OBJECTIVE:
Rewrite the items from the line containing "Task: find the rabbit's left" through the last line, renaming every "Query" as "Label" and leaving everything else the same.

DATA SUPPLIED:
* START *
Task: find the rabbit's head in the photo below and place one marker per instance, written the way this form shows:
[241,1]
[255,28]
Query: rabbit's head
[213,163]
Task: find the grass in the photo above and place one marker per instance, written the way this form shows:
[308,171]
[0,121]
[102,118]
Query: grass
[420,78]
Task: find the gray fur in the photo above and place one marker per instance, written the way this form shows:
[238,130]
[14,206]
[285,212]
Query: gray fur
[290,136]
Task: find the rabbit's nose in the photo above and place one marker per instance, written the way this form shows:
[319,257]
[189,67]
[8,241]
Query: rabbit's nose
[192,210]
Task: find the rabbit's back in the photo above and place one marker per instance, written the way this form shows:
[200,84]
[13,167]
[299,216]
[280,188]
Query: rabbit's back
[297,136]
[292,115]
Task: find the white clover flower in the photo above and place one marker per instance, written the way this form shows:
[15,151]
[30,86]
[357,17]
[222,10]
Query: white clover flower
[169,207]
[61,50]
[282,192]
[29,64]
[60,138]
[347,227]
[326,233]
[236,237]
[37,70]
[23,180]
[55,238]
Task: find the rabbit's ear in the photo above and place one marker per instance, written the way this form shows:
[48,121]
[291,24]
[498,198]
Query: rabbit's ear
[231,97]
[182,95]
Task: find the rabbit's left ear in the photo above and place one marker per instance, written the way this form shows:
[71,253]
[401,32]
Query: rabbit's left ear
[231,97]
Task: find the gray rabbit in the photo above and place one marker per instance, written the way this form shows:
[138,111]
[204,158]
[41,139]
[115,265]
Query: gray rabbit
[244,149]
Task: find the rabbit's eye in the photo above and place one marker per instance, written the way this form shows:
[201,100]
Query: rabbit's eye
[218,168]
* END *
TASK RESPONSE:
Task: find the rabbit's left ear in the photo above and place one marker per instance, written the way this form shows:
[71,253]
[401,32]
Label: rabbit's left ear
[231,97]
Task: find the gray rabbit in the photo above and place one marker per instance, written the way this form shows:
[138,111]
[204,158]
[41,139]
[115,265]
Label: gray rabbit
[244,149]
Task: find the rabbit's eye in the photo above and place one marker per instance, written the way this form shows:
[201,100]
Label: rabbit's eye
[218,168]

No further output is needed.